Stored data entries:
━━━━━━━━
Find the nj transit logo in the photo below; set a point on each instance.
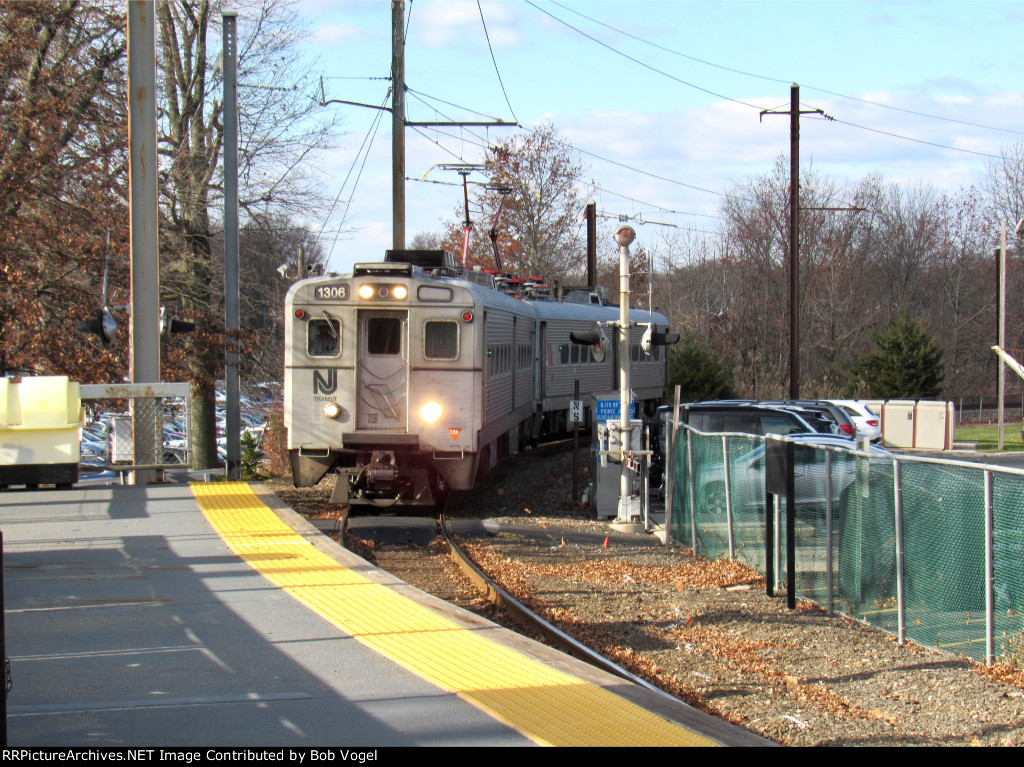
(326, 385)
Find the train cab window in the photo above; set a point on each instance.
(440, 340)
(324, 338)
(384, 336)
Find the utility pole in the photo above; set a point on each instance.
(144, 349)
(232, 425)
(591, 216)
(794, 114)
(398, 123)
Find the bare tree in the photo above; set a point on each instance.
(280, 127)
(61, 181)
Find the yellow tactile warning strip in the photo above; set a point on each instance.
(549, 707)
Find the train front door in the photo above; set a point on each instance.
(382, 378)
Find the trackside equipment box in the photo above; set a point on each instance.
(39, 431)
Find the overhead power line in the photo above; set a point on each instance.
(766, 78)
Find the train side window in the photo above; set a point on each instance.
(440, 340)
(384, 336)
(324, 338)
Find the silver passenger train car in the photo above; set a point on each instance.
(409, 378)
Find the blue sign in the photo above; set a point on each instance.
(610, 410)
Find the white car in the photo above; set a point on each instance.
(868, 425)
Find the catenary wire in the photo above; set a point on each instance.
(495, 61)
(778, 80)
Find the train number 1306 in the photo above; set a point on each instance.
(331, 293)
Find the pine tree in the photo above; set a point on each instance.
(699, 375)
(904, 364)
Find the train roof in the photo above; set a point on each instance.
(482, 286)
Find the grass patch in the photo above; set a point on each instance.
(987, 437)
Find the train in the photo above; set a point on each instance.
(412, 377)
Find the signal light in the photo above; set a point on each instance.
(102, 325)
(169, 325)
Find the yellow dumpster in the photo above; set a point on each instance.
(39, 431)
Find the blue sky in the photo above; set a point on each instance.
(693, 123)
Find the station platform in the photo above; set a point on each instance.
(211, 614)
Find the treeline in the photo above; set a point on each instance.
(876, 258)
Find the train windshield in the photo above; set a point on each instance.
(384, 336)
(324, 338)
(440, 340)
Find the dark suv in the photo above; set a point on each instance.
(841, 422)
(733, 416)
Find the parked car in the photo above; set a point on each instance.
(842, 424)
(731, 416)
(748, 472)
(868, 425)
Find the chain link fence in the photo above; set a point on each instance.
(137, 417)
(930, 550)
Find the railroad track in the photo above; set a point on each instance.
(519, 612)
(529, 620)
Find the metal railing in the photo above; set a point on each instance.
(928, 549)
(135, 439)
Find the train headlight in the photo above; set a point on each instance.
(430, 412)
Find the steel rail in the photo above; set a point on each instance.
(530, 620)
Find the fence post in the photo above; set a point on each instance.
(898, 503)
(989, 573)
(829, 602)
(670, 468)
(3, 651)
(728, 498)
(692, 488)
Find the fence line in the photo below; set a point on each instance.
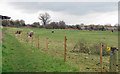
(101, 51)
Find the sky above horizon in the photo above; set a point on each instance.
(70, 12)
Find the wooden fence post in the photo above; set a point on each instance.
(47, 45)
(65, 50)
(113, 60)
(32, 40)
(101, 57)
(21, 36)
(38, 41)
(27, 37)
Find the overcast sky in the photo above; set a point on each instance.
(94, 12)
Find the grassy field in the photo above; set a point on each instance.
(18, 55)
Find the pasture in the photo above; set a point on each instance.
(31, 58)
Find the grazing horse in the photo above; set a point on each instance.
(31, 33)
(52, 31)
(18, 32)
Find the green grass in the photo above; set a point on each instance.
(80, 61)
(21, 57)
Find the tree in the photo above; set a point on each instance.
(36, 24)
(5, 22)
(22, 22)
(45, 18)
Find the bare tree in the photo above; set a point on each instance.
(45, 18)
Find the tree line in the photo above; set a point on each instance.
(45, 20)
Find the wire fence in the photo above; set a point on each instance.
(83, 55)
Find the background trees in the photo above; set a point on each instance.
(45, 18)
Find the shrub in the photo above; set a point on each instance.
(83, 47)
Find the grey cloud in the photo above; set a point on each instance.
(76, 8)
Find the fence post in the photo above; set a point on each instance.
(101, 57)
(65, 50)
(38, 41)
(21, 36)
(47, 45)
(113, 60)
(27, 38)
(32, 40)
━━━━━━━━
Exercise goal:
Write out all the entries precisely as given, omitting each image.

Task answer:
Find the nj transit logo in the photo below; set a point on each instance.
(326, 385)
Find the train cab window in the photo above; set a point on each instance.
(440, 340)
(324, 338)
(384, 336)
Find the utility pole in the photo above; set a point on each instance.
(144, 349)
(232, 425)
(591, 216)
(794, 114)
(398, 123)
Find the bare tree in the photo above; set a point on each instance.
(280, 127)
(61, 181)
Find the yellow tactile warning strip in the photo above; set a point on each instance.
(549, 707)
Find the train front door in the photo above; set a point on each instance.
(382, 378)
Find the trackside equipment box in the photo above; set a point on each instance.
(39, 431)
Find the overhead power line in the photo above; set a point on each instance.
(766, 78)
Find the train side window in the photo above; set a point on each instance.
(440, 340)
(384, 336)
(324, 338)
Find the silver passenger train car in the photo above; set a point on each instance.
(409, 378)
Find the blue sign in the photo above; set a point on each instance.
(610, 410)
Find the white car in the photo above; set a point on each instance.
(868, 425)
Find the catenary wire in the photo above; set a point on each instance.
(495, 61)
(778, 80)
Find the train number 1306 in the photo above; set a point on each instance.
(331, 293)
Find the pine tree in the photo above; set a point on each instance.
(699, 375)
(904, 364)
Find the train roof in the photo above; set a point on each instance.
(482, 286)
Find the grass patch in the photo above; set a point on each instance.
(987, 437)
Find the train in the photo above; set a point on each instance.
(412, 377)
Find the signal light in the photo above; set a point on each instance.
(102, 325)
(169, 325)
Find the yellow dumpster in the photo above; set a point on each instance.
(39, 431)
Find the blue sky in the photo above; set a point on each instance.
(693, 123)
Find the station platform in the photo above; set a point on each instance.
(211, 614)
Find the treeline in the photo above; set a point on each instance.
(876, 258)
Find the train windshield in the photo above; set a point on each instance.
(384, 336)
(324, 338)
(440, 340)
Find the dark suv in the photo above; set a point on each instance.
(841, 422)
(733, 416)
Find the parked car in the photo above; set a point on each instance.
(842, 424)
(731, 416)
(748, 472)
(868, 425)
Find the chain link fence in the photo above; set a point on each instance.
(137, 417)
(930, 550)
Find the railroad track in the photo above; set a point on each instance.
(519, 612)
(529, 620)
Find the metal railing in the photo above; set a point on each instance.
(928, 549)
(135, 439)
Find the train headlight in the photo above; set a point on each instance.
(430, 412)
Find the steel rail in the photo above; set a point on each instance.
(530, 620)
Find the fence post in the photo above; set a point on each instance.
(898, 503)
(989, 573)
(829, 602)
(670, 468)
(3, 651)
(728, 498)
(692, 488)
Find the fence line in the photo below; set a point on each instance.
(101, 51)
Find the sky above horizon in the photo above; set a point on each instance.
(70, 12)
Find the wooden fence post in the photo above; set a point on each instance.
(47, 45)
(65, 50)
(113, 60)
(32, 40)
(101, 57)
(21, 36)
(38, 41)
(27, 37)
Find the overcast sky in the photo above; set a point on each instance.
(94, 12)
Find the grassy field in the photo above; set a point on each instance.
(18, 55)
Find the pasture in the photo above; set a point on each instance.
(31, 58)
Find the grazing horse in the photo above; set a point on each instance.
(31, 33)
(52, 31)
(18, 32)
Find the green grass in the photo above; set a point on each instance.
(80, 61)
(21, 57)
Find the tree in the photo above; set a point on each instance.
(36, 24)
(5, 22)
(22, 22)
(45, 18)
Find the bare tree in the photo above; set a point on each instance.
(45, 18)
Find the tree line in the photo above; set a point on each instance.
(45, 20)
Find the wire fence in the photo above; set a point on each instance.
(83, 55)
Find the background trees in the photo above; set a point on each instance.
(45, 18)
Find the shrub in the photo above; set a point on each instance.
(83, 47)
Find the grey cloud in the photo above; set a point on each instance.
(76, 8)
Find the fence post in the photo above; set a point on each instance.
(101, 57)
(65, 50)
(38, 41)
(21, 36)
(47, 45)
(113, 60)
(27, 38)
(32, 40)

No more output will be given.